Part of a data file
— BEGIN —

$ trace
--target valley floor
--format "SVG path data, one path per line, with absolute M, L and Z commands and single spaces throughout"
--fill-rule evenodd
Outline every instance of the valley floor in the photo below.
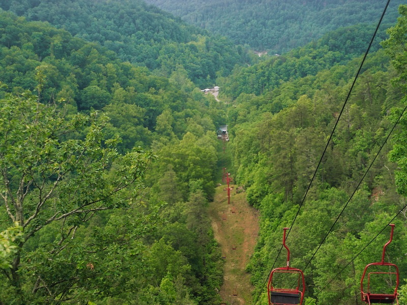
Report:
M 208 211 L 225 261 L 223 285 L 219 293 L 225 304 L 248 304 L 253 286 L 246 266 L 256 245 L 258 212 L 247 203 L 246 193 L 238 194 L 235 188 L 230 191 L 228 204 L 226 187 L 222 185 L 216 189 Z

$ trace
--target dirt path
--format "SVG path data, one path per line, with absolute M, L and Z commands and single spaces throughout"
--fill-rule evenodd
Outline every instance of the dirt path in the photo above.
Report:
M 237 194 L 234 188 L 228 204 L 226 188 L 223 185 L 216 189 L 209 209 L 215 238 L 220 245 L 225 261 L 220 294 L 224 304 L 248 304 L 253 287 L 246 266 L 254 251 L 258 233 L 258 211 L 249 206 L 246 194 Z

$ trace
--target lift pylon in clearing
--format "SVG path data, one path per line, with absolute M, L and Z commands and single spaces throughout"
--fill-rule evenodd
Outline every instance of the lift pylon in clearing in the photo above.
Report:
M 394 304 L 398 305 L 397 299 L 397 288 L 399 284 L 398 267 L 394 264 L 385 262 L 385 253 L 386 247 L 393 240 L 393 232 L 394 230 L 394 224 L 389 225 L 391 227 L 390 232 L 390 239 L 383 246 L 383 252 L 382 254 L 382 261 L 371 263 L 365 267 L 362 279 L 360 281 L 360 291 L 362 294 L 362 300 L 367 304 L 385 303 Z M 380 269 L 380 267 L 382 267 Z M 367 272 L 367 286 L 366 290 L 363 287 L 365 276 Z M 373 283 L 375 280 L 375 283 Z M 389 279 L 393 279 L 393 281 Z M 388 291 L 380 292 L 377 287 L 377 283 L 386 283 L 389 282 L 394 282 L 394 286 L 390 288 Z M 382 288 L 383 289 L 383 288 Z M 390 292 L 390 290 L 391 290 Z
M 287 265 L 285 267 L 276 268 L 270 273 L 269 283 L 267 285 L 267 292 L 269 296 L 269 305 L 287 305 L 297 304 L 302 305 L 305 292 L 305 280 L 304 273 L 299 269 L 289 266 L 289 250 L 285 245 L 285 232 L 289 228 L 284 228 L 283 233 L 283 246 L 287 249 Z M 290 287 L 277 286 L 276 275 L 278 279 L 283 280 L 285 283 L 294 280 Z M 281 284 L 280 284 L 281 285 Z

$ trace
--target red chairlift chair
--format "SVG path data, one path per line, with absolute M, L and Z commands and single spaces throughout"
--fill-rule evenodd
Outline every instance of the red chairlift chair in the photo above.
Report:
M 283 233 L 283 246 L 287 249 L 287 266 L 276 268 L 272 270 L 267 285 L 269 305 L 287 305 L 297 304 L 302 305 L 305 292 L 305 281 L 302 271 L 289 266 L 289 250 L 285 245 L 285 231 L 289 228 L 284 228 Z M 292 279 L 297 277 L 295 288 L 282 288 L 275 287 L 273 282 L 273 276 L 281 273 L 280 277 L 288 277 Z
M 385 262 L 385 252 L 386 252 L 386 247 L 393 240 L 393 232 L 394 230 L 394 225 L 389 225 L 391 227 L 391 232 L 390 233 L 390 240 L 384 245 L 383 247 L 383 252 L 382 254 L 382 261 L 376 263 L 371 263 L 368 264 L 365 267 L 363 271 L 363 274 L 362 276 L 362 279 L 360 281 L 361 286 L 361 292 L 362 294 L 362 300 L 364 301 L 367 304 L 370 305 L 371 304 L 376 303 L 385 303 L 385 304 L 393 304 L 396 302 L 396 304 L 398 305 L 398 300 L 397 299 L 397 288 L 399 284 L 399 274 L 398 268 L 394 264 L 391 263 Z M 372 266 L 388 266 L 389 271 L 370 271 L 367 273 L 367 290 L 365 291 L 363 289 L 363 280 L 365 278 L 365 276 L 368 269 L 370 270 L 374 270 L 374 267 Z M 392 268 L 394 271 L 391 271 Z M 380 277 L 385 277 L 386 276 L 395 276 L 396 277 L 396 285 L 393 293 L 372 293 L 371 292 L 371 277 L 373 274 L 379 274 Z

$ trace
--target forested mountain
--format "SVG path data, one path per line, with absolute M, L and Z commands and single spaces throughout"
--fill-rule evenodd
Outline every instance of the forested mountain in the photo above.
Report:
M 216 303 L 204 211 L 225 109 L 185 70 L 0 23 L 0 303 Z
M 184 68 L 201 86 L 213 85 L 217 73 L 226 75 L 246 60 L 241 47 L 224 37 L 210 36 L 139 0 L 1 0 L 0 8 L 97 42 L 123 60 L 164 76 Z
M 339 27 L 375 24 L 381 0 L 147 0 L 187 22 L 236 44 L 281 54 Z M 402 1 L 391 1 L 385 23 L 394 23 Z
M 257 304 L 292 226 L 307 305 L 359 305 L 390 222 L 386 258 L 405 302 L 404 117 L 386 140 L 407 95 L 407 6 L 380 31 L 342 111 L 371 25 L 239 66 L 225 39 L 141 3 L 0 3 L 26 15 L 0 13 L 0 304 L 220 303 L 206 209 L 224 124 L 228 169 L 261 216 L 247 267 Z M 196 87 L 215 77 L 221 102 Z
M 389 223 L 396 229 L 386 260 L 398 264 L 400 279 L 407 276 L 405 115 L 386 141 L 405 104 L 407 7 L 400 11 L 402 18 L 383 44 L 386 52 L 368 56 L 343 111 L 362 58 L 324 69 L 331 58 L 340 63 L 346 54 L 330 54 L 328 46 L 312 49 L 318 43 L 293 51 L 298 57 L 237 69 L 230 81 L 235 176 L 260 212 L 257 250 L 248 267 L 257 303 L 267 303 L 266 289 L 260 290 L 272 267 L 285 265 L 286 252 L 279 252 L 283 227 L 292 227 L 290 265 L 304 269 L 305 303 L 362 303 L 362 273 L 367 264 L 380 261 Z M 263 88 L 254 88 L 258 80 Z M 395 278 L 382 281 L 391 286 Z

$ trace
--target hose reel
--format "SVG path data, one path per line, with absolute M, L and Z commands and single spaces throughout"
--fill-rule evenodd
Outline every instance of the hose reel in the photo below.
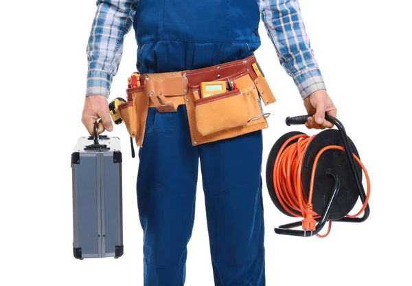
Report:
M 288 126 L 304 124 L 309 116 L 287 118 L 286 122 Z M 336 118 L 326 116 L 325 119 L 334 124 L 337 130 L 325 129 L 312 137 L 289 132 L 279 138 L 271 150 L 266 178 L 272 201 L 284 214 L 304 219 L 275 228 L 277 234 L 324 237 L 332 221 L 359 223 L 369 215 L 369 176 L 358 159 L 358 150 Z M 362 184 L 363 169 L 367 193 Z M 350 215 L 359 198 L 362 209 Z M 362 212 L 362 217 L 356 217 Z M 319 234 L 328 221 L 328 233 Z M 304 230 L 293 230 L 299 226 Z

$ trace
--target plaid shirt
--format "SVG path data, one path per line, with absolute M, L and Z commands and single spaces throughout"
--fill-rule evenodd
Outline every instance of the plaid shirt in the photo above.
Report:
M 325 89 L 325 83 L 302 19 L 298 0 L 257 0 L 262 19 L 281 65 L 294 80 L 302 98 Z M 86 96 L 108 97 L 139 0 L 98 0 L 87 45 Z

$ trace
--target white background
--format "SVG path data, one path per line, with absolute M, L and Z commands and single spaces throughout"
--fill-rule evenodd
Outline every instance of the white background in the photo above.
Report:
M 124 255 L 77 261 L 72 254 L 70 155 L 87 135 L 80 118 L 95 1 L 5 2 L 0 8 L 0 284 L 142 285 L 139 162 L 130 157 L 124 125 L 111 135 L 122 142 Z M 293 220 L 275 208 L 265 188 L 266 284 L 411 285 L 412 7 L 407 1 L 317 0 L 301 1 L 301 8 L 338 118 L 370 174 L 371 212 L 361 224 L 334 223 L 326 239 L 279 236 L 273 228 Z M 284 124 L 286 116 L 305 110 L 263 26 L 260 34 L 256 55 L 277 98 L 266 109 L 273 114 L 264 133 L 266 157 L 284 133 L 317 131 Z M 125 96 L 136 48 L 132 32 L 111 100 Z M 196 208 L 185 285 L 213 285 L 200 184 Z

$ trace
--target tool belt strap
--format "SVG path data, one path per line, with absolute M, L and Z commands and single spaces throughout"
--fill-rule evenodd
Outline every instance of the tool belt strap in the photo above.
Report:
M 222 80 L 235 74 L 246 73 L 249 73 L 255 80 L 258 76 L 253 72 L 252 64 L 255 62 L 255 56 L 251 55 L 243 60 L 199 69 L 144 74 L 140 76 L 141 86 L 150 99 L 150 107 L 156 107 L 159 112 L 175 112 L 179 105 L 185 103 L 183 96 L 187 94 L 190 87 L 196 87 L 202 82 Z M 130 96 L 133 94 L 130 91 L 128 91 L 129 101 L 132 100 Z M 264 103 L 267 105 L 272 102 L 265 100 Z

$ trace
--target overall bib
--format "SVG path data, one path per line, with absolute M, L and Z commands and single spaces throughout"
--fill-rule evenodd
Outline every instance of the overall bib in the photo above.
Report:
M 260 45 L 259 21 L 256 0 L 140 0 L 137 69 L 178 72 L 244 58 Z M 170 113 L 150 108 L 139 156 L 145 286 L 184 285 L 199 159 L 215 285 L 264 285 L 262 131 L 192 146 L 185 105 Z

— END —

## Directions
Lay out everything from the start of the records down to the line containing "M 287 265 L" as a Markdown table with the columns Row and Line, one numbered row per line. Skip the blank lines and leave the pictures out.

## Exercise result
| Row | Line |
|---|---|
| 1 | $ trace |
| 2 | --target valley floor |
| 3 | --format "SVG path data, one path per line, with absolute M, L and Z commands and single spaces throughout" |
| 4 | --fill-rule evenodd |
| 5 | Outline every instance of the valley floor in the photo below. |
| 6 | Report: |
| 7 | M 208 211 L 225 261 L 223 285 L 219 293 L 225 304 L 248 304 L 253 286 L 246 266 L 256 245 L 258 212 L 247 203 L 246 193 L 238 194 L 235 188 L 230 191 L 228 204 L 226 187 L 222 185 L 216 189 Z |
| 8 | $ trace |
| 9 | --target dirt path |
| 10 | --format "SVG path data, one path per line, with absolute M, L and Z commands and single spaces throughout" |
| 11 | --fill-rule evenodd |
| 12 | Outline every instance of the dirt path in the photo above. |
| 13 | Report: |
| 14 | M 237 194 L 234 188 L 228 204 L 226 188 L 223 185 L 216 189 L 209 209 L 215 238 L 220 245 L 225 261 L 220 294 L 224 304 L 248 304 L 253 287 L 246 266 L 254 251 L 258 233 L 258 211 L 249 206 L 246 194 Z |
| 15 | $ trace |
| 16 | --target lift pylon in clearing |
| 17 | --format "SVG path data, one path per line, with absolute M, L and Z commands and single spaces throughout" |
| 18 | --fill-rule evenodd |
| 19 | Outline every instance of the lift pylon in clearing in the photo above. |
| 20 | Report: |
| 21 | M 394 304 L 398 305 L 397 299 L 397 288 L 399 284 L 398 267 L 394 264 L 385 262 L 385 253 L 386 247 L 393 240 L 393 232 L 394 230 L 394 224 L 389 225 L 391 227 L 390 232 L 390 239 L 383 246 L 383 252 L 382 254 L 382 261 L 371 263 L 365 267 L 362 279 L 360 281 L 360 291 L 362 294 L 362 300 L 367 304 L 385 303 Z M 380 269 L 380 267 L 382 267 Z M 367 272 L 367 286 L 366 290 L 363 287 L 365 276 Z M 373 283 L 375 280 L 375 283 Z M 389 279 L 393 279 L 393 281 Z M 388 291 L 380 292 L 377 287 L 377 283 L 386 283 L 389 282 L 394 282 L 394 286 L 390 288 Z M 382 288 L 383 289 L 383 288 Z M 390 292 L 390 290 L 391 290 Z |
| 22 | M 287 265 L 285 267 L 276 268 L 270 273 L 269 283 L 267 285 L 267 292 L 269 296 L 269 305 L 287 305 L 297 304 L 302 305 L 305 292 L 305 280 L 304 273 L 299 269 L 289 266 L 289 250 L 285 245 L 285 232 L 289 228 L 284 228 L 283 233 L 283 246 L 287 249 Z M 290 287 L 277 286 L 276 275 L 278 279 L 283 280 L 285 283 L 294 280 Z M 281 284 L 280 284 L 281 285 Z |